◆ **Supplied data**
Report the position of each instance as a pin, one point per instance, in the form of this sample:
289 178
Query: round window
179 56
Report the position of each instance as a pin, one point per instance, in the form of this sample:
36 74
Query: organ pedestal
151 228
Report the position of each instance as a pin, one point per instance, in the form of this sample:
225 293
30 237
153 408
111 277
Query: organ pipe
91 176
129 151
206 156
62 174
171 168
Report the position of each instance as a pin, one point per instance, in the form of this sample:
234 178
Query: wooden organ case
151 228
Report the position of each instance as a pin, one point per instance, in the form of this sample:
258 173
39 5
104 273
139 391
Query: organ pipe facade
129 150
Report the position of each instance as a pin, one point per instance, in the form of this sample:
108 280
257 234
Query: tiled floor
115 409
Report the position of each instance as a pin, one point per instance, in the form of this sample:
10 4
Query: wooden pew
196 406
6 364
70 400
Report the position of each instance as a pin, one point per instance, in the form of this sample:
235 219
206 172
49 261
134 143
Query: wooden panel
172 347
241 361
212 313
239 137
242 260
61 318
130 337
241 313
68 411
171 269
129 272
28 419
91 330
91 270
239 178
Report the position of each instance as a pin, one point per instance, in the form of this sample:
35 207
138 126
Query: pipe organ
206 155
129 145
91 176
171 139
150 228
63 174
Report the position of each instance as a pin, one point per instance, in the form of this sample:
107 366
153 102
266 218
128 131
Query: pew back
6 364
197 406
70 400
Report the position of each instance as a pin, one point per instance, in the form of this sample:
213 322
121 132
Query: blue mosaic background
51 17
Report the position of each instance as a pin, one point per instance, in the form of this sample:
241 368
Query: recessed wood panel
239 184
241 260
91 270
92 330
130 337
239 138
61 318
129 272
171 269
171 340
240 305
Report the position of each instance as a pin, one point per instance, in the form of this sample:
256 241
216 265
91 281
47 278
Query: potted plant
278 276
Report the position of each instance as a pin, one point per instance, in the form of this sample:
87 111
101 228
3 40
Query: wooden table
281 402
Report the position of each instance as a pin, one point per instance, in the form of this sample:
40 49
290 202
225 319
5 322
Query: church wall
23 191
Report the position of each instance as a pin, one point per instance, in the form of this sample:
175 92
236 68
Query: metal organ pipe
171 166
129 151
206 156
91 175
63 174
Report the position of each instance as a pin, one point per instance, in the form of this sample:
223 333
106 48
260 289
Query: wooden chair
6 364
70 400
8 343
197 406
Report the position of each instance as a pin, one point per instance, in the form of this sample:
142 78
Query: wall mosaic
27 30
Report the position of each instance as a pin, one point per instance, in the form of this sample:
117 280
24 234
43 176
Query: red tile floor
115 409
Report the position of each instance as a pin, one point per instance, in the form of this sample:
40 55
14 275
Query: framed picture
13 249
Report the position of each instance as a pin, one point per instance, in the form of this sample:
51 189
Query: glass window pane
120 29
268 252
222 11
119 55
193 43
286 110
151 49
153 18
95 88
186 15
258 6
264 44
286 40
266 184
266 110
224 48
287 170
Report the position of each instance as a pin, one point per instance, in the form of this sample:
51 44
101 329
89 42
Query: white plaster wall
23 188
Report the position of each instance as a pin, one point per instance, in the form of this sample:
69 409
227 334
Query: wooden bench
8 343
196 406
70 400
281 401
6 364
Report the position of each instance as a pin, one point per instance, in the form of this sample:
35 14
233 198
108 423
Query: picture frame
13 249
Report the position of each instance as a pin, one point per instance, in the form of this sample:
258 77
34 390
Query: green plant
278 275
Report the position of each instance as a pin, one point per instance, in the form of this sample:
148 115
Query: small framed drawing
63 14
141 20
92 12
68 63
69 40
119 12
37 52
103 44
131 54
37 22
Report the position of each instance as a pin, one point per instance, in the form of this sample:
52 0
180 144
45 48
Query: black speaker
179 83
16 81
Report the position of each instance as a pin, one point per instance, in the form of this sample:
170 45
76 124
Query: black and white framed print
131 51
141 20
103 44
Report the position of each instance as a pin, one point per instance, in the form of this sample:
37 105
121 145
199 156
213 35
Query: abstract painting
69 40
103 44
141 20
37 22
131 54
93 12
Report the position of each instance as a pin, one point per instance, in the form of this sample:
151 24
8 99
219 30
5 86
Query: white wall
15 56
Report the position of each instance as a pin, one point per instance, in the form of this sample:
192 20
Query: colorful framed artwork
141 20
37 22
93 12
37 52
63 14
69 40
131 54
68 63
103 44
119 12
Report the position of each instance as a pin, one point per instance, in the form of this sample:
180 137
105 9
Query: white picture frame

◆ **The task**
When you copy the data, keep every line word for word.

◆ **Answer for this exercise**
Report the position of each instance as a pin, one point per instance, in the form of this sample:
289 178
Query: round window
179 56
Report the position of each instance as a pin, one point per instance, in the form of this sample:
36 74
Query: organ pedestal
151 228
Report the position of each instance as a pin, one point per instance, in the form of this sample:
225 293
30 237
153 408
111 277
Query: organ pipe
91 176
129 151
206 156
62 174
171 168
Report the position of each instance as a pin, one point per instance, in the form of this sample:
234 178
Query: wooden organ case
151 228
Report the position of each instance as a pin, one point per instance, in the form of this sample:
258 173
39 5
104 273
139 391
Query: organ pipe facade
129 150
Report the position of each instance as a pin, one point per instance, in the form of this sample:
108 280
257 234
Query: tiled floor
115 409
Report the position of each instance as a pin, one point per instance, in the form of this sample:
10 4
Query: wooden pew
196 406
6 364
70 400
Report the position of each instance as a pin, one point per instance, in the form of this sample:
235 219
206 172
49 261
134 143
Query: wooden panel
172 347
241 361
212 313
239 137
242 260
61 318
130 337
241 313
68 411
171 269
129 272
28 419
91 330
91 270
239 178
Report the position of each instance as a pin, one point per instance, in the form of this sample:
35 207
138 126
Query: pipe organ
206 155
129 145
91 176
171 139
150 228
63 174
Report the position of each instance as a pin, one point per instance, in the form of this sample:
107 366
153 102
266 218
128 131
Query: pew back
6 364
197 406
70 400
Report the position of each instance as a pin, one point per instance, in the form of this sample:
213 322
121 132
Query: blue mosaic background
51 17
Report the position of each instance as a pin, one point per instance, in the form of this sample:
241 368
Query: recessed wood panel
239 184
241 260
91 270
92 330
130 337
239 138
61 318
129 272
171 269
171 340
240 305
Report the position of each instance as a pin, one point per instance, in the form of this sample:
256 241
216 265
91 281
47 278
Query: potted plant
278 276
Report the position of each instance as a pin, one point per instance, in the form of this sample:
87 111
101 228
3 40
Query: wooden table
281 402
Report the position of each instance as a pin, one point per instance, in the form of this sample:
40 49
290 202
225 319
5 322
Query: church wall
23 191
Report the position of each instance as a pin, one point per instance, in the form of this sample:
175 92
236 68
Query: metal organ pipe
171 166
129 151
206 156
91 175
63 174
Report the position of each instance as a pin, one point per instance, in the form of this sample:
223 333
106 48
260 289
Query: wooden chair
6 364
70 400
8 343
197 406
Report the position of each instance as a pin, one point per instance, in the form of this sample:
142 78
Query: wall mosaic
27 30
Report the position of each instance as a pin, one point per instance, in the form of this sample:
117 280
24 234
43 176
Query: red tile floor
115 409
Report the position of each instance as a pin, one point per instance, in the form of this sample:
40 55
14 275
Query: framed picture
13 249
Report the position of each instance as a pin, one point per instance, in the form of this sample:
51 189
Query: glass window pane
120 29
268 252
222 11
119 55
193 43
286 110
151 49
153 18
95 88
186 15
258 6
264 44
286 40
266 184
266 110
224 48
287 170
Report the position of each instance as a pin, one point per instance, in the form of this sample:
51 44
101 329
89 42
Query: white plaster wall
23 188
Report the position of each instance as a pin, one point per instance, in the form of this sample:
69 409
227 334
Query: wooden bench
8 343
196 406
70 400
281 401
6 364
Report the position of each instance as a pin, one point per instance, in the form of this sample:
35 14
233 198
108 423
Query: picture frame
13 249
Report the position of each instance as a pin, one point per instance, in the form of this sample:
258 77
34 390
Query: green plant
278 275
Report the position of each instance as a pin, one point per instance, in the form of this sample:
148 115
Query: small framed drawing
63 14
141 20
92 12
68 63
69 40
119 12
37 52
103 44
131 54
37 22
Report the position of each instance as a pin, one point per instance, in the form of this sample:
52 0
180 144
45 48
Query: black speaker
179 83
16 81
Report the position of each instance as a pin, one point per instance, in the form of this sample:
170 45
76 124
Query: black and white framed print
131 51
141 20
103 44
Report the position of each instance as a pin, one point per instance, in the form of this sample:
37 105
121 145
199 156
213 35
Query: abstract painting
69 40
103 44
141 20
37 22
131 54
93 12
Report the position of each instance as a pin, one point per instance, in the form of this sample:
151 24
8 99
219 30
5 86
Query: white wall
15 56
Report the position of each instance as a pin, one point per instance, in the form of this sample:
192 20
Query: colorful framed artwork
141 20
37 22
93 12
37 52
63 14
69 40
131 54
68 63
103 44
119 12
Report the position of each instance as a pin, one point per instance, in the form of this sample:
180 137
105 9
Query: white picture frame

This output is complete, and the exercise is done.